### Work to do
Render the data below, from the line containing "blouse you can see." through the line containing "xmin=254 ymin=94 xmax=320 ymax=228", as a two-column CSV headed input and output. Each row holds one text in a quoted input field and its answer in a quoted output field, with line breaks replaced by spaces.

### Dataset excerpts
---+---
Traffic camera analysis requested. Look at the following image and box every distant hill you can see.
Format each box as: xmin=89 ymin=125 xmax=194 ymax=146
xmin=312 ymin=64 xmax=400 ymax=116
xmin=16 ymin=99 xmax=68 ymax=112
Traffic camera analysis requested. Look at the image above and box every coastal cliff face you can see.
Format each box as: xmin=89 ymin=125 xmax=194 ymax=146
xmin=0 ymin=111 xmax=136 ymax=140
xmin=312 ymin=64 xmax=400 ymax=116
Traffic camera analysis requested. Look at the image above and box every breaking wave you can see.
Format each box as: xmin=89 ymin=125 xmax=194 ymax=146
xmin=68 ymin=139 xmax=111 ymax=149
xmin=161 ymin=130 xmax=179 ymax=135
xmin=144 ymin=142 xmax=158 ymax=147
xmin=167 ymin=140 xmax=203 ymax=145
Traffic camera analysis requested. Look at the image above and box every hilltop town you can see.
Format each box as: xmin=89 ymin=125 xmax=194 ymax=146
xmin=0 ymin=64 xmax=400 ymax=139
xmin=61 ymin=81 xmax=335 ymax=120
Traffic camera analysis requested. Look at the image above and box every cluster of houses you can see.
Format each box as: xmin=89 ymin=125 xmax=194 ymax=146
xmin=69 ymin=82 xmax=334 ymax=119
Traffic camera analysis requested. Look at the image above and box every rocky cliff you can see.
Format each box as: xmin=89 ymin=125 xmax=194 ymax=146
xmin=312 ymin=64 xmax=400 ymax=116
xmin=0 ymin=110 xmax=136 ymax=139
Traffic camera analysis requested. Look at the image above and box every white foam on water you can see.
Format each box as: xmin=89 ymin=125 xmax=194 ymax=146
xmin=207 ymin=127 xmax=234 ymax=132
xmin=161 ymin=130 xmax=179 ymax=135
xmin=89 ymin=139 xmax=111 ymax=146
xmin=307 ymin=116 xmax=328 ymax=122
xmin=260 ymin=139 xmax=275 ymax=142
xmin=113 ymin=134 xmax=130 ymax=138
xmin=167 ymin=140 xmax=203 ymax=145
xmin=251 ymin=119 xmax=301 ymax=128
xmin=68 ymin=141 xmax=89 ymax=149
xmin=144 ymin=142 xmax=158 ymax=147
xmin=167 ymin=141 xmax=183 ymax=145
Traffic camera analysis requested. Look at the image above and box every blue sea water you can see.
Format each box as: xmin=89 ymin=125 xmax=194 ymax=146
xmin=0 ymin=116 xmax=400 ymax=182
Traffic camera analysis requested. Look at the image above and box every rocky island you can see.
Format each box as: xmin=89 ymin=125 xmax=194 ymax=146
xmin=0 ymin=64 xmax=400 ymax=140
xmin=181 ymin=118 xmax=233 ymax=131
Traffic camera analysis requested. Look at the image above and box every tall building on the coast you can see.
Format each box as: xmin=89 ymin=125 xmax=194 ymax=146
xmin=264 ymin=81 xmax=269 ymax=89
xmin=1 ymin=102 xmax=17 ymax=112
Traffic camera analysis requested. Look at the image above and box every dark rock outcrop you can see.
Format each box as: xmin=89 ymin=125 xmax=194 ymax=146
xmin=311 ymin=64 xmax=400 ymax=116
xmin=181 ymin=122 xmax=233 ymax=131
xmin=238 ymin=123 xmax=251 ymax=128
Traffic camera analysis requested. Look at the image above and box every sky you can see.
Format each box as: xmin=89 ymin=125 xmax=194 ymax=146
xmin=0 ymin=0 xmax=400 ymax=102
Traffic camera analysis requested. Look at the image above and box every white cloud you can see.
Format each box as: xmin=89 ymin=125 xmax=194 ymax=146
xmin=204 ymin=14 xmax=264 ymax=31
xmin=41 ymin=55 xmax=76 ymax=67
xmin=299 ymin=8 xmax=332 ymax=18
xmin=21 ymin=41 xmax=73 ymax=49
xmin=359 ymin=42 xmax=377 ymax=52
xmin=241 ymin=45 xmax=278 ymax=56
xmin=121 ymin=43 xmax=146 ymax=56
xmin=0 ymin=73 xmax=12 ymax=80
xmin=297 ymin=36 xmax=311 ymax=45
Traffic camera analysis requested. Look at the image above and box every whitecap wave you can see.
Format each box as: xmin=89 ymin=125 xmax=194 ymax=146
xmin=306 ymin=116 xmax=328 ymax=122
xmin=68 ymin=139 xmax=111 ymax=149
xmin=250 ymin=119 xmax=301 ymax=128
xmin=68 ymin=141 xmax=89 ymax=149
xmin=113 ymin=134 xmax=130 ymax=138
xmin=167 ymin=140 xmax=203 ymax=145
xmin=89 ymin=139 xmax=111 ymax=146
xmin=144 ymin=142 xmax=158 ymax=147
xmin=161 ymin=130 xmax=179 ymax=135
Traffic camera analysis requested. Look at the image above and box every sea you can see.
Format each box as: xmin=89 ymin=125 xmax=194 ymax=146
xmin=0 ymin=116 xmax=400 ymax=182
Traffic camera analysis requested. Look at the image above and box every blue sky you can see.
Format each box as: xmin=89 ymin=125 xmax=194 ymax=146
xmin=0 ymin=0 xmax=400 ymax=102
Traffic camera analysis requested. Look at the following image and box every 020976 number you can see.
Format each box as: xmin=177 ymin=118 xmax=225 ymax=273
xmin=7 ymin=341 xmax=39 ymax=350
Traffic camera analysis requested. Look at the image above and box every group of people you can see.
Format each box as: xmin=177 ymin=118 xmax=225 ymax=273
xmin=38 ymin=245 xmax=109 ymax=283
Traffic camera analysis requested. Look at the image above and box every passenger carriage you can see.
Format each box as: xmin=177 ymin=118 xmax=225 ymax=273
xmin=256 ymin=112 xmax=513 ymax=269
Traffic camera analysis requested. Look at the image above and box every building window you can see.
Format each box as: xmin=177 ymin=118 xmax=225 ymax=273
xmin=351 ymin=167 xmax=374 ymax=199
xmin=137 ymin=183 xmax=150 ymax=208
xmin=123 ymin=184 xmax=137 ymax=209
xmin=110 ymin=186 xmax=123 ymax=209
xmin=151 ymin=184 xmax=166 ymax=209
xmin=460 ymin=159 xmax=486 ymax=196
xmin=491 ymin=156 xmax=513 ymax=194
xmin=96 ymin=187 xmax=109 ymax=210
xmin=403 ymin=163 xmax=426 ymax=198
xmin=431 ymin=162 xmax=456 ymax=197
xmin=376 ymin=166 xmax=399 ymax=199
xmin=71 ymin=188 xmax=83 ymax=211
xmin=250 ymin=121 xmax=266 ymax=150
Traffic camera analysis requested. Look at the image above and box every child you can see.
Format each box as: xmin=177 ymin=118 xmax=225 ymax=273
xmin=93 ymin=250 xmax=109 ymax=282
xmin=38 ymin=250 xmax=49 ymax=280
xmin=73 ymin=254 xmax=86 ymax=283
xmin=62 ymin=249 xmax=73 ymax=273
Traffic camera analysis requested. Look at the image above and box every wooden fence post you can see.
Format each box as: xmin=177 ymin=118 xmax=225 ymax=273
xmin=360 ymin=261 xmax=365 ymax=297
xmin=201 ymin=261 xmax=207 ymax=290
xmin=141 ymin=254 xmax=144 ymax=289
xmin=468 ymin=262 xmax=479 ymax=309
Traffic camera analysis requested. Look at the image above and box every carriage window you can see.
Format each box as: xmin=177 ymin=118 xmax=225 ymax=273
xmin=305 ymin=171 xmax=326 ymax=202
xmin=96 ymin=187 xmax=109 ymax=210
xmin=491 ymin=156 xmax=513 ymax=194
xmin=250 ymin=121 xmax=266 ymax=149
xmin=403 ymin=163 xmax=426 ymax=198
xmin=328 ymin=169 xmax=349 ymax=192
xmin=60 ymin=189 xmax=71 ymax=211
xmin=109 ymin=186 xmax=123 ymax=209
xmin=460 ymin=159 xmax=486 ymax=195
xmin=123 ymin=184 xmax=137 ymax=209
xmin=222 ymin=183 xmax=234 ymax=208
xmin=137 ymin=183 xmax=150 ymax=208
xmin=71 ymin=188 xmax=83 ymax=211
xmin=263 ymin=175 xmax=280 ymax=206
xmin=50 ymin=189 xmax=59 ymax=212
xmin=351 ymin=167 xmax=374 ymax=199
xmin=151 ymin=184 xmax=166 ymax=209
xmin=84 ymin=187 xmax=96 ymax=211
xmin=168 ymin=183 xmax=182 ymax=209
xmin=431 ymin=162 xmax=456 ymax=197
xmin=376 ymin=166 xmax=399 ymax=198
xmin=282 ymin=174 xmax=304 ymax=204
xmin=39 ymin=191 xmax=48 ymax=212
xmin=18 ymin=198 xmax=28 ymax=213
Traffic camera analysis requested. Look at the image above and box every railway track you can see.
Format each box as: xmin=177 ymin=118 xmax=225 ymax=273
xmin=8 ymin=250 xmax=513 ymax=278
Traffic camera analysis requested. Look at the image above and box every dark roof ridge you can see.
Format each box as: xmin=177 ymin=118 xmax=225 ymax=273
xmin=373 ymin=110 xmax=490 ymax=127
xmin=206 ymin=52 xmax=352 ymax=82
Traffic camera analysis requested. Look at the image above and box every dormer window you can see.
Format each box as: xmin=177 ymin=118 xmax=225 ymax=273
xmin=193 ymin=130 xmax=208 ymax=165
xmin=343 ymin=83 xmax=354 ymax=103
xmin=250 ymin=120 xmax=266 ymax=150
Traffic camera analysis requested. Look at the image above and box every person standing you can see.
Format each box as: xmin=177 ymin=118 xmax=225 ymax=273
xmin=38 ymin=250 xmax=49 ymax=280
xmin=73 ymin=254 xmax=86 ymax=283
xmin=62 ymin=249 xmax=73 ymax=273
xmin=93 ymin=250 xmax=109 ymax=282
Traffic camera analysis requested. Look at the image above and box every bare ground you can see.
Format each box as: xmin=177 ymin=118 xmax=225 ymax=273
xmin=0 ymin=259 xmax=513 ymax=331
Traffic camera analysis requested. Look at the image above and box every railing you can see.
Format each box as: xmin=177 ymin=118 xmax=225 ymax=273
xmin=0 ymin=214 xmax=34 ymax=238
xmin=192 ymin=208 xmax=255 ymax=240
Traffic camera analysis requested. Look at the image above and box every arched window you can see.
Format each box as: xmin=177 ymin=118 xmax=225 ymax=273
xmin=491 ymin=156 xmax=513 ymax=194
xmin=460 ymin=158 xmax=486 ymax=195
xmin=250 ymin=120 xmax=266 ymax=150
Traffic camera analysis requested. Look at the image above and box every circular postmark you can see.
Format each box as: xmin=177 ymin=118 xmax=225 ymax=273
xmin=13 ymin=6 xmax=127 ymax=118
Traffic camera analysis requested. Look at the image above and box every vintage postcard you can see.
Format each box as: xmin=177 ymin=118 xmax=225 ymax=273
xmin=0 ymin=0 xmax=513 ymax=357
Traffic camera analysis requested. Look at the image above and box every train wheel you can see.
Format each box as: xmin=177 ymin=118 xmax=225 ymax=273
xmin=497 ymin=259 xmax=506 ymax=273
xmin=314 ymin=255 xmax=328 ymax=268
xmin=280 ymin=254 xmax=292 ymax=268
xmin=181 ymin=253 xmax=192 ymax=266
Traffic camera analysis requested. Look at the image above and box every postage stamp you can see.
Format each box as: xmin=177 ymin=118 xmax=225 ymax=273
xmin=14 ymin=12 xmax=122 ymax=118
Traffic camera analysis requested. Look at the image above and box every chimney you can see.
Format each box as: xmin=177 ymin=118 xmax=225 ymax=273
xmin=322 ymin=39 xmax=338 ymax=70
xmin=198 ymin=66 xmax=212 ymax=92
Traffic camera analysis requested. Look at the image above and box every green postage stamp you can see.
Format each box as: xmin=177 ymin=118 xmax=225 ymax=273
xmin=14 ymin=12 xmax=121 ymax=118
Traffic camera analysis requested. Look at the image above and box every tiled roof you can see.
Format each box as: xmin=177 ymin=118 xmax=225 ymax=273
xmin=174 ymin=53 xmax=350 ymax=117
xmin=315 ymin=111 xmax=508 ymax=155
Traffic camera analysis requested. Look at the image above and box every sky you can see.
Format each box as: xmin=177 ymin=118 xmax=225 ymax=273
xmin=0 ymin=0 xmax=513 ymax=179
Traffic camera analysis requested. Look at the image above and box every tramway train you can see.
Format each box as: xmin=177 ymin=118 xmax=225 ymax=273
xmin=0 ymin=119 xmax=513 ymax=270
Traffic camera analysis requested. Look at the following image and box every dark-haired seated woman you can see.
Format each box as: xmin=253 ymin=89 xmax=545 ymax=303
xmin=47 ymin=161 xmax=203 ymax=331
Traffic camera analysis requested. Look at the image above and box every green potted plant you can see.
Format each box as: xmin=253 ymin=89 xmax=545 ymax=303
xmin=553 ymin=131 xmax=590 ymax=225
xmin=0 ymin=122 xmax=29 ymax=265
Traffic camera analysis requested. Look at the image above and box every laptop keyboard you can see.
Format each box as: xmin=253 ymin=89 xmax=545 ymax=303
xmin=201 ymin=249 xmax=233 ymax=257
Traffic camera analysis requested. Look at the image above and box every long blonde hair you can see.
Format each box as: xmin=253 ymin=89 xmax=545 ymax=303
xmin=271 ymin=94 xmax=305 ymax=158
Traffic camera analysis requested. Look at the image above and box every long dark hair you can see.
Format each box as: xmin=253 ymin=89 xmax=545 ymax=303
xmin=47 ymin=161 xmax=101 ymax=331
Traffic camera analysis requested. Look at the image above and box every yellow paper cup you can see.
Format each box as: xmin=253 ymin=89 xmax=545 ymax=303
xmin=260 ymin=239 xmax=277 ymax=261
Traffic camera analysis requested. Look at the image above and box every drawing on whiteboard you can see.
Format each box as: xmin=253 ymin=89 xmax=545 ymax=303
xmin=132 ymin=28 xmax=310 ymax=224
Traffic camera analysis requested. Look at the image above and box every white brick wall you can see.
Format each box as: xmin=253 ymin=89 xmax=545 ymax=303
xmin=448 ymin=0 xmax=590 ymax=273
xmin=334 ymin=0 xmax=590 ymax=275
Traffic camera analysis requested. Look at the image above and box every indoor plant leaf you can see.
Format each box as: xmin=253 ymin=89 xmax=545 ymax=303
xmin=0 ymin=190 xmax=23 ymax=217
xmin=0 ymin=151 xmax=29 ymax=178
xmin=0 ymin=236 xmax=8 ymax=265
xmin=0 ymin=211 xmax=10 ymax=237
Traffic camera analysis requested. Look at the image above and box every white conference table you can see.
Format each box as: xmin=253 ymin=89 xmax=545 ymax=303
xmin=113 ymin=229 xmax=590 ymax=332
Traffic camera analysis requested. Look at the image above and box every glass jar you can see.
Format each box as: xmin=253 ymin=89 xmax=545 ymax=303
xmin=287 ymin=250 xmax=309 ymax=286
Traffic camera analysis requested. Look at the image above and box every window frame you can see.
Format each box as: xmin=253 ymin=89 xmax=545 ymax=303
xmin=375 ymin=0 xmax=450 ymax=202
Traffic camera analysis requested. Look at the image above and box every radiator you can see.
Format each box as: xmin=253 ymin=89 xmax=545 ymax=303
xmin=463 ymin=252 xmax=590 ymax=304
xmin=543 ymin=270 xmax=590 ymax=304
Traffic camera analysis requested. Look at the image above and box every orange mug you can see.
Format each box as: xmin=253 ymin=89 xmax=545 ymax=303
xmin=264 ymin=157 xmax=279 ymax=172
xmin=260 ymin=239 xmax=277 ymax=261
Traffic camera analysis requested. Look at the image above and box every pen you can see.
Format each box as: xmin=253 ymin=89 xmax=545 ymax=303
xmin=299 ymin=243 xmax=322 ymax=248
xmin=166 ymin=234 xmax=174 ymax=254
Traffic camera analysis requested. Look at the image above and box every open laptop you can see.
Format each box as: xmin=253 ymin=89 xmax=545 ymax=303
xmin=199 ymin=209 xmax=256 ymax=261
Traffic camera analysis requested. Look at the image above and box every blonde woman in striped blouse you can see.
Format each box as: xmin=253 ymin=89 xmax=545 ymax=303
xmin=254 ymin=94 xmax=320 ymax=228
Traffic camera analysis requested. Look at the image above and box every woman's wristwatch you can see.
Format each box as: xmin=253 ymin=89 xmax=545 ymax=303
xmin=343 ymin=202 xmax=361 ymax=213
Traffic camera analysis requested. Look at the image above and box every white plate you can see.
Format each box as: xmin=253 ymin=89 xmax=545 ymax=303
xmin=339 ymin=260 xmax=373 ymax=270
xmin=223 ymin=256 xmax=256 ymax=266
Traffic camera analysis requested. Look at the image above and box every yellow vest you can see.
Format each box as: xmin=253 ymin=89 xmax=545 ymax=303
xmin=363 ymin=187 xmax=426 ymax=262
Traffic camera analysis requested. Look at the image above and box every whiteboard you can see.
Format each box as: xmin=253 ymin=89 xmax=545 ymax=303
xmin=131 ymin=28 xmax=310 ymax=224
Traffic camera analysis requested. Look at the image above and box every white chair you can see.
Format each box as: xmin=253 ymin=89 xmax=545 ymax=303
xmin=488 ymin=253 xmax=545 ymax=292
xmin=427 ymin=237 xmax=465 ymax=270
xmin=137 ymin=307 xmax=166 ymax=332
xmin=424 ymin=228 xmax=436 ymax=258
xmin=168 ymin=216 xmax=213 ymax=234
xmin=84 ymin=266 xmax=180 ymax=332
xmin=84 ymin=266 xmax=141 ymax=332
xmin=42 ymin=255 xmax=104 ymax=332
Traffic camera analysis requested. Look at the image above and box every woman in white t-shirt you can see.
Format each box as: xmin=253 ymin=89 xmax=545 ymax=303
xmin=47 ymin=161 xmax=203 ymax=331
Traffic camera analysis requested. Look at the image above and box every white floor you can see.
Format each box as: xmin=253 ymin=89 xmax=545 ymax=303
---+---
### Response below
input,output
"Traffic camera analysis requested. Look at the image above and box every blonde woman in striped blouse you can see. Format each box as: xmin=253 ymin=89 xmax=545 ymax=303","xmin=254 ymin=94 xmax=320 ymax=228"